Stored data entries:
════════════════════
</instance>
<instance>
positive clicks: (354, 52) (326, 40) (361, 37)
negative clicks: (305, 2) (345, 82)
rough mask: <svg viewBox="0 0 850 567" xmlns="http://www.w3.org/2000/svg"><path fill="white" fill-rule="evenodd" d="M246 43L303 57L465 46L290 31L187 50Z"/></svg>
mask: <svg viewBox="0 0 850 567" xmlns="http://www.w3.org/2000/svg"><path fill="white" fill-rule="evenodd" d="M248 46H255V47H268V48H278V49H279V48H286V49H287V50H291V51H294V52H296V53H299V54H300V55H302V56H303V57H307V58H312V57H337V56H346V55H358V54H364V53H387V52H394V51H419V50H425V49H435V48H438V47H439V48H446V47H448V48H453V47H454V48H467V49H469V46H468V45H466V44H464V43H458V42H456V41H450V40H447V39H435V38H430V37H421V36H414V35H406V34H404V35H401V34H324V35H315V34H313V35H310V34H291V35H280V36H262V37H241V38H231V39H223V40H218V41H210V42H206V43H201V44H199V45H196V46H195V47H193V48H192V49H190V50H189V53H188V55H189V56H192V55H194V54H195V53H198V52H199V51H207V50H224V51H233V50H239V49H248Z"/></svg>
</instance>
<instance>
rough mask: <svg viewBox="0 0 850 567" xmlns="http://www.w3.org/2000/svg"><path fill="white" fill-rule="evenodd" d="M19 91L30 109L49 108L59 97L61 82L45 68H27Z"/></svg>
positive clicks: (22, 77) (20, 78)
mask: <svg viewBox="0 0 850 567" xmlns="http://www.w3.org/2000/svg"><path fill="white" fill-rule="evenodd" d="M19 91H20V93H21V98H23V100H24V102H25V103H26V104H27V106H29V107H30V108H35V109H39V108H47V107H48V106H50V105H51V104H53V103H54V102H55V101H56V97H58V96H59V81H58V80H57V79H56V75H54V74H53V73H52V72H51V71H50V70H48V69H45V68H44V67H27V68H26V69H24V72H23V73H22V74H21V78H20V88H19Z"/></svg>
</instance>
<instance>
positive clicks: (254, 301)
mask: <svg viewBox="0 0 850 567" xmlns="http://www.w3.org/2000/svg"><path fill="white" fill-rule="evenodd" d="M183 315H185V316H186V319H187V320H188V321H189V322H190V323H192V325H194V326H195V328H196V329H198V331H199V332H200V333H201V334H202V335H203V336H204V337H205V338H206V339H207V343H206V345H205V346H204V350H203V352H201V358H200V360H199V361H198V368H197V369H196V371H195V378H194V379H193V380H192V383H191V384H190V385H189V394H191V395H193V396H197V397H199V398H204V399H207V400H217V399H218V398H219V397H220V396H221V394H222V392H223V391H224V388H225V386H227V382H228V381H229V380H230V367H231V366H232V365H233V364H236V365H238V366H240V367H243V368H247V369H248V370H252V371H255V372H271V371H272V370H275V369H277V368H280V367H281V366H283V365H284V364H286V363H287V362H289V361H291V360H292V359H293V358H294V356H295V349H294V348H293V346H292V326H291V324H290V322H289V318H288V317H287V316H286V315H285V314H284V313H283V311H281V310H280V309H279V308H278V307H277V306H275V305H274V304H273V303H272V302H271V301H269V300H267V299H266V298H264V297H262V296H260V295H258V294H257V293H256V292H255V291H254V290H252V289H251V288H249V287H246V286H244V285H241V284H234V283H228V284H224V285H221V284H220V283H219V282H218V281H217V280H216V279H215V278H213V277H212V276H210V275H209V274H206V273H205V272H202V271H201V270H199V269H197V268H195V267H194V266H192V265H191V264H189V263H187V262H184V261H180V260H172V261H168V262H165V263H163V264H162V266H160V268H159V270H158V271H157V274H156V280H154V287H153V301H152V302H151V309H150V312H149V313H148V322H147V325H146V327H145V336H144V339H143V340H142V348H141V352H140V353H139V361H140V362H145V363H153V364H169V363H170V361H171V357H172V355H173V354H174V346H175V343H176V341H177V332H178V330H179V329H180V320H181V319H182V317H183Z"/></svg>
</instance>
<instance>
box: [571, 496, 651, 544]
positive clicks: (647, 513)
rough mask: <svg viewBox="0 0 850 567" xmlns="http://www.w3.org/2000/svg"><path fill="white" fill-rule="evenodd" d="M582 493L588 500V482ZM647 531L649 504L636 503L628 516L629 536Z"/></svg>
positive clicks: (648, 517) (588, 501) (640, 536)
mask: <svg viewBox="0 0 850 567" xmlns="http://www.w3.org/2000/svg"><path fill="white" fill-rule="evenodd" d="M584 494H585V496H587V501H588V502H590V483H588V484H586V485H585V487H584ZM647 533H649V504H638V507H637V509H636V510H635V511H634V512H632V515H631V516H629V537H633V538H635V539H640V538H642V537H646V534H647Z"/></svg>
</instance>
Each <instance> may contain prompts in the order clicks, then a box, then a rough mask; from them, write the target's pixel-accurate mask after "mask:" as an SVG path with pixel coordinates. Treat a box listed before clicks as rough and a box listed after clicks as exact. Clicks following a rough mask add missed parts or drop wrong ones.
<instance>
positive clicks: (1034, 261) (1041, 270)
════════════════════
Pull out every line above that contains the word "rough", copying each one in full.

rough mask: <svg viewBox="0 0 850 567" xmlns="http://www.w3.org/2000/svg"><path fill="white" fill-rule="evenodd" d="M246 43L303 57L465 46L290 31L187 50Z"/></svg>
rough mask: <svg viewBox="0 0 850 567" xmlns="http://www.w3.org/2000/svg"><path fill="white" fill-rule="evenodd" d="M19 91L30 109L49 108L59 97L61 82L45 68H27Z"/></svg>
rough mask: <svg viewBox="0 0 850 567" xmlns="http://www.w3.org/2000/svg"><path fill="white" fill-rule="evenodd" d="M582 493L588 500V482ZM647 531L649 504L636 503L628 516L629 536Z"/></svg>
Each <instance> may contain prompts in the order clicks, then a box, then a rough mask; from them, write the target's pixel-accurate mask after "mask:" as an SVG path with pixel coordinates. Treat a box listed before clicks as rough and a box listed after clicks as exact. Clicks following a rough mask add missed parts or drop wrong ones.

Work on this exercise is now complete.